TEXT UNDER STUDY Start Marker
Mean Time to Repair
4 minute read
Adapted from Dojo Consortium
Definition
Mean Time to Repair (MTTR) measures the average elapsed time between when a production incident is detected and when it is fully resolved and service is restored to normal operation.
MTTR reflects an organization’s ability to recover from failure. It encompasses detection, diagnosis, fix development, build, deployment, and verification. A short MTTR depends on the entire delivery system working well – fast builds, automated deployments, good observability, and practiced incident response.
The Accelerate research identifies MTTR as one of the four key DORA metrics and notes that “software delivery performance is a combination of lead time, release frequency, and MTTR.” It is the stability counterpart to the throughput metrics.
How to Measure
- Record the detection timestamp. This is when the team first becomes aware of the incident – typically when an alert fires, a customer reports an issue, or monitoring detects an anomaly.
- Record the resolution timestamp. This is when the incident is resolved and service is confirmed to be operating normally. Resolution means the customer impact has ended, not merely that a fix has been deployed.
- Calculate the duration for each incident.
- Compute the average across all incidents in a given period.
Data sources:
- Incident management platforms – PagerDuty, Opsgenie, ServiceNow, or Statuspage provide incident lifecycle timestamps.
- Monitoring and alerting – alert trigger times from Datadog, Prometheus Alertmanager, CloudWatch, or equivalent.
- Deployment logs – timestamps of rollbacks or hotfix deployments.
Report both the mean and the median. The mean can be skewed by a single long outage, so the median gives a better sense of typical recovery time. Also track the maximum MTTR per period to highlight worst-case incidents.
Targets
| Level | Mean Time to Repair |
|---|---|
| Low | More than 1 week |
| Medium | 1 day – 1 week |
| High | Less than 1 day |
| Elite | Less than 1 hour |
Elite performers restore service in under one hour. This requires automated rollback or roll-forward capability, fast build pipelines, and well-practiced incident response processes.
TEXT UNDER STUDY End Marker
EXTRACTED MATERIAL Start Marker
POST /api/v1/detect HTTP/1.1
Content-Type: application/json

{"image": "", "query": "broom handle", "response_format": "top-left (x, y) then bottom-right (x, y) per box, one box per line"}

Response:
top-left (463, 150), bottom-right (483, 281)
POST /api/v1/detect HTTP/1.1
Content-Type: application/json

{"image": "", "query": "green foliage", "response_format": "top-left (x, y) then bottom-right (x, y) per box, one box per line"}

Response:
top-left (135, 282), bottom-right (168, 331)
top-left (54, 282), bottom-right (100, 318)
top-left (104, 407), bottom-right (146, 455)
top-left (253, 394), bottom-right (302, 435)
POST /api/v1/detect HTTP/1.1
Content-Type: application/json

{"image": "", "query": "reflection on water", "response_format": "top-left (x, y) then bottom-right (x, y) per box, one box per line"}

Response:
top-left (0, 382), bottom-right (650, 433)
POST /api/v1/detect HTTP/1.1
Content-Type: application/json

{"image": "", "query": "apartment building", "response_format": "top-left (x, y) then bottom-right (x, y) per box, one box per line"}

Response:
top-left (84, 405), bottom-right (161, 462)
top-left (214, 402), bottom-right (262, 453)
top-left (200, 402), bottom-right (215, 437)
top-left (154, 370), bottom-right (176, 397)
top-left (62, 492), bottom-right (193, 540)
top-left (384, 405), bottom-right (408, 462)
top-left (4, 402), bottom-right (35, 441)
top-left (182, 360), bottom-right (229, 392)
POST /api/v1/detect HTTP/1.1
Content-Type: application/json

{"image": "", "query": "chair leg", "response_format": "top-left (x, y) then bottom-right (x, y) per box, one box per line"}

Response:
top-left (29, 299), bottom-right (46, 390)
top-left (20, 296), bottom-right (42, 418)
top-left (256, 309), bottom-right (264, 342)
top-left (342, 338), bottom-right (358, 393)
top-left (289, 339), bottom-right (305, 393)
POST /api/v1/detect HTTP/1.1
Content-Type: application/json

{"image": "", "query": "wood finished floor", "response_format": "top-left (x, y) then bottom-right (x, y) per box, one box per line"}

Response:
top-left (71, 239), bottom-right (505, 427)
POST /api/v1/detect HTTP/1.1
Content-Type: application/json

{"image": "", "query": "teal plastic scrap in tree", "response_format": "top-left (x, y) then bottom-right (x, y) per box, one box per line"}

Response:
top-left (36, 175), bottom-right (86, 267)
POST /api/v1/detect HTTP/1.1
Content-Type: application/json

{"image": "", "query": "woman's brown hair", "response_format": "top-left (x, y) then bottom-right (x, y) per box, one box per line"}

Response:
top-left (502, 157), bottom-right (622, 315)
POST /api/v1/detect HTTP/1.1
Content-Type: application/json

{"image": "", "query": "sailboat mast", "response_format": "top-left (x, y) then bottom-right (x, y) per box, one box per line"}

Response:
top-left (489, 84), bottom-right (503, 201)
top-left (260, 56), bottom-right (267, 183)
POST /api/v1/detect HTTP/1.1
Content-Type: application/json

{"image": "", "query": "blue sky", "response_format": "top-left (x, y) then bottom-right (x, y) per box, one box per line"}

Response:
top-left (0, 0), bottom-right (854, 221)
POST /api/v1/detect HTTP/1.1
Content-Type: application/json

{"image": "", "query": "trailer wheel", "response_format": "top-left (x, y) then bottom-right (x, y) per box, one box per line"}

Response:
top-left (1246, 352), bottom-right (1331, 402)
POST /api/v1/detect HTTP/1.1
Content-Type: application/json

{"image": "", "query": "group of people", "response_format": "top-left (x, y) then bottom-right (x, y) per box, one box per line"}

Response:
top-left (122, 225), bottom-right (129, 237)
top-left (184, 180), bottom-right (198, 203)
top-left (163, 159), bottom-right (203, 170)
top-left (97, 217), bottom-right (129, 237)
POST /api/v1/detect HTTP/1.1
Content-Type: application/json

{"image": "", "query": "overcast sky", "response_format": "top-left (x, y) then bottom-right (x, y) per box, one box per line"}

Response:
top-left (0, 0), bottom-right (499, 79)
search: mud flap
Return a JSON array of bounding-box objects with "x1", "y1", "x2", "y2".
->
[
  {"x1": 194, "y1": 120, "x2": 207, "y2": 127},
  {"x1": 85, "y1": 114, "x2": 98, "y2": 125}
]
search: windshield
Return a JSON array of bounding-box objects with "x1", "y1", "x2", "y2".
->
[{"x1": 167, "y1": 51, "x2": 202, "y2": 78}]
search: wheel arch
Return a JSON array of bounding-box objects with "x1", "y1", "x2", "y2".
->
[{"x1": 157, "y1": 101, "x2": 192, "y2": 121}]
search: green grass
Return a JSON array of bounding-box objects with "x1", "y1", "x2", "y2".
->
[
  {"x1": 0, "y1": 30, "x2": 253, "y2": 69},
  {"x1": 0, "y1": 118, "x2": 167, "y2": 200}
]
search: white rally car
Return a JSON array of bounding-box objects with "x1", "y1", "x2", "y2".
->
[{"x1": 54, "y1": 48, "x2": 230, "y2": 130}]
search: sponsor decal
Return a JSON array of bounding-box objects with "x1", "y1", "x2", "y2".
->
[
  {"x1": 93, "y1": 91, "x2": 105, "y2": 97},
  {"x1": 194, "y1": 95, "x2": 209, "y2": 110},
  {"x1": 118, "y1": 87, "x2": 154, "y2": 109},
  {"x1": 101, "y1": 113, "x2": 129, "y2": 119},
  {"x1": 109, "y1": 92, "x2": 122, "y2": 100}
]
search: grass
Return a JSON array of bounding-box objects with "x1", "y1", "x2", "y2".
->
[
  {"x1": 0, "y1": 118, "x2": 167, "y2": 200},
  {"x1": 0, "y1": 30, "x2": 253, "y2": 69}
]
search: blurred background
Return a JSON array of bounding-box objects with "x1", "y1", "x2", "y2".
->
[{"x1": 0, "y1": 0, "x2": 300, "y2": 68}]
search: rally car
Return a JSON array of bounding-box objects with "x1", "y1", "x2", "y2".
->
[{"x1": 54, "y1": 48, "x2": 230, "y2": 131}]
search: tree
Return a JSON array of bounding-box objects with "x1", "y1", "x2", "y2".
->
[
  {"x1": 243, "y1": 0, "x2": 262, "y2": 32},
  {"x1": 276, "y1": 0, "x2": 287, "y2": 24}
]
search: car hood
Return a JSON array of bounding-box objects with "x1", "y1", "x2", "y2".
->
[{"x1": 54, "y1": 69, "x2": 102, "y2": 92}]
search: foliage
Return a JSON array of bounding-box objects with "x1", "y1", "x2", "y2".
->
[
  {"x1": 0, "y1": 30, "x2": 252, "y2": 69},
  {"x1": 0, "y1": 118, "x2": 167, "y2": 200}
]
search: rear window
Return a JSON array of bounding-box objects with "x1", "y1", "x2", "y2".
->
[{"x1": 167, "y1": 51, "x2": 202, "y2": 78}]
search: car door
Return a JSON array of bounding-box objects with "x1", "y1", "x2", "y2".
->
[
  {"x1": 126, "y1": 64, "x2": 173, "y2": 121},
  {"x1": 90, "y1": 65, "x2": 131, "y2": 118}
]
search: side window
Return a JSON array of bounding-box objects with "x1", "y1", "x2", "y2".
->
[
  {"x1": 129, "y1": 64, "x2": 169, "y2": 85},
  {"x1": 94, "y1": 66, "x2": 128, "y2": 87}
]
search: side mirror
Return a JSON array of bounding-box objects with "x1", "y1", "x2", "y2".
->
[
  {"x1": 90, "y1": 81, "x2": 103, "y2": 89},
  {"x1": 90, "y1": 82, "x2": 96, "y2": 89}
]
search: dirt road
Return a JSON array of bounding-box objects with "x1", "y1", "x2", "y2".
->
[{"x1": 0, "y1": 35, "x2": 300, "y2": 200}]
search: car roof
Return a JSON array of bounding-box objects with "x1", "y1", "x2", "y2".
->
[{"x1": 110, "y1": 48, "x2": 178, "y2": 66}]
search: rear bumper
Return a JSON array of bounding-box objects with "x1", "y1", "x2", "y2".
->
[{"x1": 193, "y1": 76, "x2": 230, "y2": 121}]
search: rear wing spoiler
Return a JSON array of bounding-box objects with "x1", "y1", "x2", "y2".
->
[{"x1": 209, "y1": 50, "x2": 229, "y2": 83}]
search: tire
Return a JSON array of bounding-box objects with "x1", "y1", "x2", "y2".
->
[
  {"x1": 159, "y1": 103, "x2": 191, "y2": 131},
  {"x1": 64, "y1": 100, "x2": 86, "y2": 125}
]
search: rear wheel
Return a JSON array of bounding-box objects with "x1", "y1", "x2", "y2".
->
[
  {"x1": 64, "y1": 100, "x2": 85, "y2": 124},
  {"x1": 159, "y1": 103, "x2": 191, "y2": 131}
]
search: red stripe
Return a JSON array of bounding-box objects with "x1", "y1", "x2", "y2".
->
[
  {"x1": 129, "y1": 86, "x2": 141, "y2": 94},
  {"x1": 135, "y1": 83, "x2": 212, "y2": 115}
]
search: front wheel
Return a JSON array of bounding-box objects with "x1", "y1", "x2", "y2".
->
EXTRACTED MATERIAL End Marker
_REQUIREMENT 1_
According to the Mean Time to Repair page, which performance level restores service in less than one day?
_REQUIREMENT 2_
Why does the Mean Time to Repair page say to report the median along with the mean?
_REQUIREMENT 3_
Write out the Mean Time to Repair page between "- Compute the" and "or hotfix deployments.", inclusive.
The rows are separate material and have nothing to do with the Mean Time to Repair page.

_ANSWER 1_
High.

_ANSWER 2_
A single long outage can skew the mean. The median gives a better sense of typical recovery time.

_ANSWER 3_
- Compute the average across all incidents in a given period.
Data sources:
- Incident management platforms – PagerDuty, Opsgenie, ServiceNow, or Statuspage provide incident lifecycle timestamps.
- Monitoring and alerting – alert trigger times from Datadog, Prometheus Alertmanager, CloudWatch, or equivalent.
- Deployment logs – timestamps of rollbacks or hotfix deployments.